* **Consigne**: Relevez, dans la critique de « Gladiator » reproduite ci-dessous, toutes les personnes réelles ayant travaillé sur le film qui y sont nommées. Ne comptez pas les personnages.

Il n'y a rien de présomptueux à dire que chaque cinéphile digne de ce nom a connu au moins une fois dans sa vie un vrai choc cinématographique. Le genre de visionnage qui nous fait comprendre que le cinéma ne nous quittera pas de sitôt. Le film qui nous servira de base.
"Gladiator" est de ceux-là, et si il est commun que l'appréciation de ce genre de claque propre à la jeunesse baisse avec les années, il n'en est rien pour le dernier grand chef d'œuvre de Ridley Scott à ce jour.
Pourquoi ? La réponse de suite et avec des spoilers.


En premier lieu, "Gladiator" a un souffle et une âme que peu de films ont réussis à atteindre, et encore moins les autres péplums qui ont suivis son succès.
C'est dès les premières minutes que Scott expose son ambition, et elle est monstrueuse: nous immerger en pleine Rome Antique, nous faire suivre le destin épique d'un général au milieu de la boue et du sang. Les 10 premières minutes sont une vraie leçon de cinéma et annoncent la couleur: elles se font tour à tour lyriques (Maximus qui pense à son foyer avec mélancolie) puis épiques et viscérales (la bataille qui s'en suit).
La mise en scène de Scott est fluide et immersive, magnifié par une sublime composition picturale (non mais regardez-moi ce plan: http://ekladata.com/[email protected] !) et la très belle photographie de John Mathieson. Russell Crowe s'impose dès lors comme un leader monstrueusement charismatique, et la symbiose entre le montage de Pietro Scalia et la partition incroyable d'un Zimmer au sommet de sa carrière achève de donner à la bataille un véritable souffle épique.
Et ce n'est que les dix premières minutes.


Si on met de côté son indiscutable réussite formelle, il faut bien comprendre que "Gladiator" doit sa réussite à sa simplicité, son efficacité et son aspect universel. C'est que Ridley Scott nous conte une bonne vieille histoire héroïque, avec un personnage principal qui a tout perdu, réduit à l'esclavage, se battant contre un Empire pour sa vengeance et une conception toute particulière de Rome léguée par un père spirituel. Et comme tout bonne histoire, le film se conclue sur un sacrifice lors d'une très belle scène finale.

* **Enregistrements fournis**:
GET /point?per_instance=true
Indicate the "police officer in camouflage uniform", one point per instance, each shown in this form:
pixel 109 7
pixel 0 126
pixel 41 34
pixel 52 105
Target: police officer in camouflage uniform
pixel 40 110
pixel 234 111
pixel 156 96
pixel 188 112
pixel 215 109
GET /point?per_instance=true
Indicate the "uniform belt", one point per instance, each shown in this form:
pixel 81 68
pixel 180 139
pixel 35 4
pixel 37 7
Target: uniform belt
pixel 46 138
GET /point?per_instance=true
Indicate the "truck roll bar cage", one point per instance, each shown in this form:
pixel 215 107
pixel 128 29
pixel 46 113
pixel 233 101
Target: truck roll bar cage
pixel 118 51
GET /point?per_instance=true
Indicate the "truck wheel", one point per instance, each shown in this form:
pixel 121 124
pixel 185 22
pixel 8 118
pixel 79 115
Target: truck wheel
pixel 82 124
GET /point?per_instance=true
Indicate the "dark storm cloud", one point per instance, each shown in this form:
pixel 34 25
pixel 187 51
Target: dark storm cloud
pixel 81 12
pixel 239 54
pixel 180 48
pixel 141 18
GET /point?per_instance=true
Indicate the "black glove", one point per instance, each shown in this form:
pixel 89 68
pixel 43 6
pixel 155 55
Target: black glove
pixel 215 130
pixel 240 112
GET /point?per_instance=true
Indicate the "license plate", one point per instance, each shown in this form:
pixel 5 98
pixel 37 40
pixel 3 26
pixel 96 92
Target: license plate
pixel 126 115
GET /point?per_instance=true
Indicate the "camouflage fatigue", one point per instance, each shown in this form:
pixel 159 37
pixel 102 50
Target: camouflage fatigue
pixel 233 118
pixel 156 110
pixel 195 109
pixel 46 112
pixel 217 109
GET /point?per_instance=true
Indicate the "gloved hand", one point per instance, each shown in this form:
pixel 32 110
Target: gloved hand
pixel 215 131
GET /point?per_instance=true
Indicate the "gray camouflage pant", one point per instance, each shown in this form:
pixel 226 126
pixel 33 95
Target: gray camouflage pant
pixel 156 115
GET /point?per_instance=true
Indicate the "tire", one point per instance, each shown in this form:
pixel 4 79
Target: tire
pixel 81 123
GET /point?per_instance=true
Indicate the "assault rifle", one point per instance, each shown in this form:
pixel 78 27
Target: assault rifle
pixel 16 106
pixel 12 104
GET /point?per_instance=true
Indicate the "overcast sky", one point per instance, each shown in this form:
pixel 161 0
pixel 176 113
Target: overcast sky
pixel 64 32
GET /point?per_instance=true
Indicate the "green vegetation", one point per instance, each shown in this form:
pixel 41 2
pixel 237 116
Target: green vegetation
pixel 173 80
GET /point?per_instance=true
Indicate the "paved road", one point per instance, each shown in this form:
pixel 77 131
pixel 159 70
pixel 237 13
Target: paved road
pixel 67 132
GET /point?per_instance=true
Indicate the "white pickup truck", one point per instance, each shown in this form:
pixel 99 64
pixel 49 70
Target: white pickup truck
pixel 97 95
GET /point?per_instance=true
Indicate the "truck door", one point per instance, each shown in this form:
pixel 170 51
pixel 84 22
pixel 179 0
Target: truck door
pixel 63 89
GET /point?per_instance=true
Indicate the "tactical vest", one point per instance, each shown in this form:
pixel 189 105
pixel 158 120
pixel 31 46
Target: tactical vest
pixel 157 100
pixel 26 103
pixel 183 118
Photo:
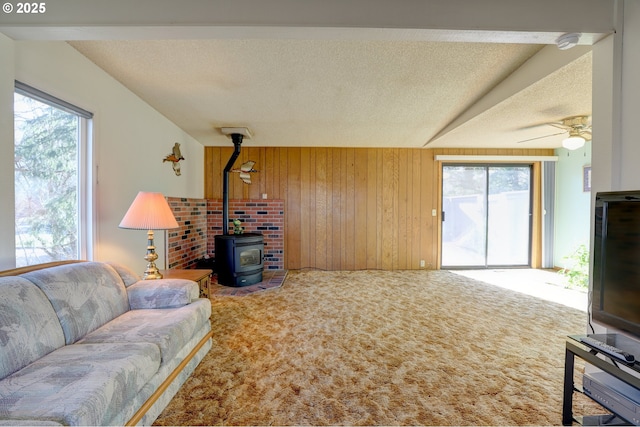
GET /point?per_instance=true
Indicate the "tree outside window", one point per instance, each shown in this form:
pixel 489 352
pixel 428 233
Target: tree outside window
pixel 46 182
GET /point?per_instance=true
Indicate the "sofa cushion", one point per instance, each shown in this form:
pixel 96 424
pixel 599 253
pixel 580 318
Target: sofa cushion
pixel 129 277
pixel 170 329
pixel 162 293
pixel 79 384
pixel 85 296
pixel 29 328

* **Réponse**: Ridley Scott, Russell Crowe, John Mathieson, Pietro Scalia, Zimmer